§ ABOUT THIS EXERCISE:
Within the data that follows, set down exactly the lines from the one containing "box: [149, 12, 195, 95]" through the one containing "positive clicks: (370, 339)", both ends included.

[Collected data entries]
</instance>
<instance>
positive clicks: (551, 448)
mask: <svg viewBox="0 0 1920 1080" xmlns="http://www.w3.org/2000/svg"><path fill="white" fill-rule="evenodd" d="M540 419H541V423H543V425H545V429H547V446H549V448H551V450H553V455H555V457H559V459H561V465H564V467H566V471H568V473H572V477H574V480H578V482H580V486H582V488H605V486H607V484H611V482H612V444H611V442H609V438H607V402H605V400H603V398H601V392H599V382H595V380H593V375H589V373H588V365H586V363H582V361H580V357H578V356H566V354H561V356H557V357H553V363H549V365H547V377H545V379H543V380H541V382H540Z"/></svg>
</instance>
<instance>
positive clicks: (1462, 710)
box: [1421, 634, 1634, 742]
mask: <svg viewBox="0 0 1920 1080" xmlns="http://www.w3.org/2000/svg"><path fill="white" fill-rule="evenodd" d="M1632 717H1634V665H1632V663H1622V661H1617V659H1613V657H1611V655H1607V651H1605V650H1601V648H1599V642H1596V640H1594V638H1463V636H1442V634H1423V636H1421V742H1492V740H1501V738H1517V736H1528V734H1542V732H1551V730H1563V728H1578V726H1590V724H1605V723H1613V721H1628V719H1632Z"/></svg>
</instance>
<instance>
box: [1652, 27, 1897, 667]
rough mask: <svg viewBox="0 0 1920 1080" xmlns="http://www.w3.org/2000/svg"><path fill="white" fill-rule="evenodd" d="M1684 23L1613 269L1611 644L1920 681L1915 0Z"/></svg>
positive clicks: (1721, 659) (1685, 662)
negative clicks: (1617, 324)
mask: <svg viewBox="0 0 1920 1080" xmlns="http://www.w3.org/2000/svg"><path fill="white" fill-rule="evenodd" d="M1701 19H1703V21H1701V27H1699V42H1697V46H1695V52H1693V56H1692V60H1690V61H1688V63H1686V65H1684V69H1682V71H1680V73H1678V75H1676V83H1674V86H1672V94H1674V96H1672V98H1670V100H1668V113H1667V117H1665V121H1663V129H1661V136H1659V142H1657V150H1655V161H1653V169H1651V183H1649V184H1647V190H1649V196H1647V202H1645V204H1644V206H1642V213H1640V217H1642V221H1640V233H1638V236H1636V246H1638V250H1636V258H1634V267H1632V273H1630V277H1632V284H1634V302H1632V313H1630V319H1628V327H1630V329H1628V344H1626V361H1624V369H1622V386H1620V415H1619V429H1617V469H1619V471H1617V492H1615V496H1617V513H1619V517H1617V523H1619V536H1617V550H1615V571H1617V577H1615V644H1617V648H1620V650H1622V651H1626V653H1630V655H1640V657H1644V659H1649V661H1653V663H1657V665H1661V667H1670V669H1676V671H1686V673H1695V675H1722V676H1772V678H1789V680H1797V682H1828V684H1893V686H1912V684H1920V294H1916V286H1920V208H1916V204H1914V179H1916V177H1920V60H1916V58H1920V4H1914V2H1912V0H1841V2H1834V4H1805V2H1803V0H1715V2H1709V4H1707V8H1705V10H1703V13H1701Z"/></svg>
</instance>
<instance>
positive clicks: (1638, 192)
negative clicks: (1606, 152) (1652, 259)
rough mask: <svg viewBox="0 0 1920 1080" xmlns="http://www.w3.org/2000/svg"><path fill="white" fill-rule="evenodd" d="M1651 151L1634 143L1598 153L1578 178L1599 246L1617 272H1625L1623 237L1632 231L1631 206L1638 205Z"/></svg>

* * *

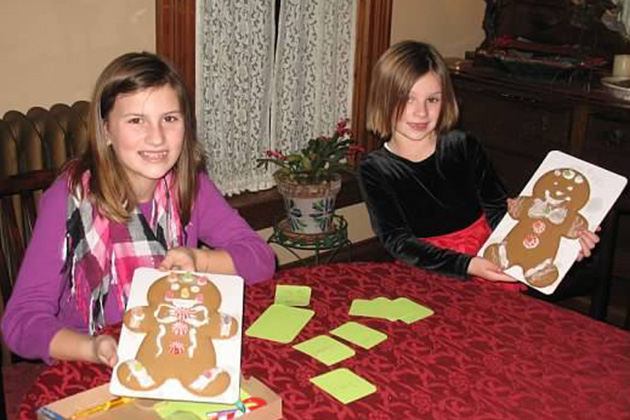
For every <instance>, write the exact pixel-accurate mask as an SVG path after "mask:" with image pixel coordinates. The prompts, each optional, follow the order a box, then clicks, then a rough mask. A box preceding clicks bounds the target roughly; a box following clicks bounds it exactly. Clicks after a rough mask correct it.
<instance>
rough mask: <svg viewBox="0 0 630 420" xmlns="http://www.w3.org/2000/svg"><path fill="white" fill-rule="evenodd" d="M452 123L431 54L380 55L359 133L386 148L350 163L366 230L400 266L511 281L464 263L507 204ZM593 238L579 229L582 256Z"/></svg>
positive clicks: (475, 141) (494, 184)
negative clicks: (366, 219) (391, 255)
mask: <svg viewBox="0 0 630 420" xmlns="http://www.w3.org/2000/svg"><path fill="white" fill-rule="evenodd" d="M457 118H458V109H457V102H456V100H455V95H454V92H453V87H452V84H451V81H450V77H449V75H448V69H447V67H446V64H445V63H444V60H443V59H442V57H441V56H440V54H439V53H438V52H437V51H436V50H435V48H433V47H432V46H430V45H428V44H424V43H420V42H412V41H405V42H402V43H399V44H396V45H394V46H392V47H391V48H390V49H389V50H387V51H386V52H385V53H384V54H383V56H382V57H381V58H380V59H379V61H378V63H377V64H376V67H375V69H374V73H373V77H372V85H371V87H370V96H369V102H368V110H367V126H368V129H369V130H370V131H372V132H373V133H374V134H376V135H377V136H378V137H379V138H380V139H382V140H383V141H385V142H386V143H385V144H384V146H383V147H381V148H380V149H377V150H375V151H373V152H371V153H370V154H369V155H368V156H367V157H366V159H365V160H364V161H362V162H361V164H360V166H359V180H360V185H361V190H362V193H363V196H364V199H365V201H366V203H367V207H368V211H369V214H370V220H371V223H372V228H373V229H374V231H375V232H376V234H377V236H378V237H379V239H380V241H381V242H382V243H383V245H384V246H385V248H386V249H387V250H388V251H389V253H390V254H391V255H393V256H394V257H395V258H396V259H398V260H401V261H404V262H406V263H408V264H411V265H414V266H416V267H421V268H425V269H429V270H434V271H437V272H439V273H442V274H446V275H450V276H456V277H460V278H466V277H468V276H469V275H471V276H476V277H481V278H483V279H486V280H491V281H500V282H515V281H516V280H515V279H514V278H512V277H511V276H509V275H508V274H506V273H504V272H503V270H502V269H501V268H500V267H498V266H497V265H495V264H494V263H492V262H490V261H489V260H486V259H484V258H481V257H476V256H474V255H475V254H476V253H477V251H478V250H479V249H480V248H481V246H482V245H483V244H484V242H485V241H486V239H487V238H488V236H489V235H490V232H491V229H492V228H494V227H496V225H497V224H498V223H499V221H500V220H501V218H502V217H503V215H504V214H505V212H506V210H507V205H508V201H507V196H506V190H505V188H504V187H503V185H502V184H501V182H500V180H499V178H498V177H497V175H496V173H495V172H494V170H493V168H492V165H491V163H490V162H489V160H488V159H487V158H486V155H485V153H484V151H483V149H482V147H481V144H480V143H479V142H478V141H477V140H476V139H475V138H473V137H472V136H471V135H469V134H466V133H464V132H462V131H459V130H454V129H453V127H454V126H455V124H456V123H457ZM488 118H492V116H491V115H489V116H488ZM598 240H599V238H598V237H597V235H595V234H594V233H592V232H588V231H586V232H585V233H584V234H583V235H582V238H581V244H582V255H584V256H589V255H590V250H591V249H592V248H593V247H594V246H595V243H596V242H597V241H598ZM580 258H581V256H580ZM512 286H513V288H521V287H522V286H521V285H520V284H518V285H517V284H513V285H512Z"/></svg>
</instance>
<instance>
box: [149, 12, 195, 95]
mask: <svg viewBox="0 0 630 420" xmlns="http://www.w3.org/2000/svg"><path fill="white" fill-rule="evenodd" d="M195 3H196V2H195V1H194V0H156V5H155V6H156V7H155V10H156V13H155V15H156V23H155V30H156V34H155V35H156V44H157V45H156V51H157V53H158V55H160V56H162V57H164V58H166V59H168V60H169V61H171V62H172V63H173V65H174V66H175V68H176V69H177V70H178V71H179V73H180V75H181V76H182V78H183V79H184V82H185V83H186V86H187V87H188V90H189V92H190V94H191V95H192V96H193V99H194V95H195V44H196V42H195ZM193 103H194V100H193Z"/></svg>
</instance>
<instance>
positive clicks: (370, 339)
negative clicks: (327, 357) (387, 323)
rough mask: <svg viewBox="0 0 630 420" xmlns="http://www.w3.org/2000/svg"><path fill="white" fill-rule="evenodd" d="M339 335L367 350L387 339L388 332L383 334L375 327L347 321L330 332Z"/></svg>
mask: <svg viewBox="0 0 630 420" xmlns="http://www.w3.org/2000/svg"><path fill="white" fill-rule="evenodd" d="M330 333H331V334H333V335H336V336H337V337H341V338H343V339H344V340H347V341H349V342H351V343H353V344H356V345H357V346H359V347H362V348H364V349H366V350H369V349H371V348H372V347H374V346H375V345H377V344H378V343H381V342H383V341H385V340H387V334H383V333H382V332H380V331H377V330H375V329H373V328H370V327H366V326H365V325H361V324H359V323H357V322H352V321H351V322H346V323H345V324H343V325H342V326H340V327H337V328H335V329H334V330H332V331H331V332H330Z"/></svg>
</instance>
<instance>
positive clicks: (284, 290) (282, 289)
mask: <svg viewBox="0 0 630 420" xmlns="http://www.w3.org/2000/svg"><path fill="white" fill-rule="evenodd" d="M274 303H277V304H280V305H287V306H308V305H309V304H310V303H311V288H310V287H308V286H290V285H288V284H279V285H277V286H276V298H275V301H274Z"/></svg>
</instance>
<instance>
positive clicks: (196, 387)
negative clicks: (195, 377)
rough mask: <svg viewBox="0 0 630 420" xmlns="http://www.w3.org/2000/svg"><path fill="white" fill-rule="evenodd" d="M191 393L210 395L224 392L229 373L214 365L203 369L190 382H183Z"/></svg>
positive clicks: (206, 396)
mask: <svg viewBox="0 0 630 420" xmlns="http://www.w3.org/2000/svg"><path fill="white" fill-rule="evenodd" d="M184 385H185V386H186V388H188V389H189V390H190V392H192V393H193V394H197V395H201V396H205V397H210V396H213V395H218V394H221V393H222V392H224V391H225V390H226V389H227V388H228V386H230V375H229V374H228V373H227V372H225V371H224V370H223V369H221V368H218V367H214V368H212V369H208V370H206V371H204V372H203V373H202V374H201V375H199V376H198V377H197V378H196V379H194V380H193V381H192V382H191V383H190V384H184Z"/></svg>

§ FINISHED TASK:
box: [149, 12, 195, 95]
mask: <svg viewBox="0 0 630 420" xmlns="http://www.w3.org/2000/svg"><path fill="white" fill-rule="evenodd" d="M195 3H196V2H195V1H194V0H156V5H155V6H156V7H155V10H156V13H155V15H156V23H155V30H156V34H155V35H156V44H157V45H156V51H157V53H158V55H160V56H162V57H164V58H166V59H168V60H169V61H171V62H172V63H173V65H174V66H175V68H176V69H177V70H178V71H179V73H180V75H181V76H182V78H183V79H184V82H185V83H186V86H187V87H188V90H189V92H190V94H191V95H192V96H193V99H194V95H195V44H196V42H195ZM193 103H194V100H193Z"/></svg>
</instance>
<instance>
positive clicks: (370, 339)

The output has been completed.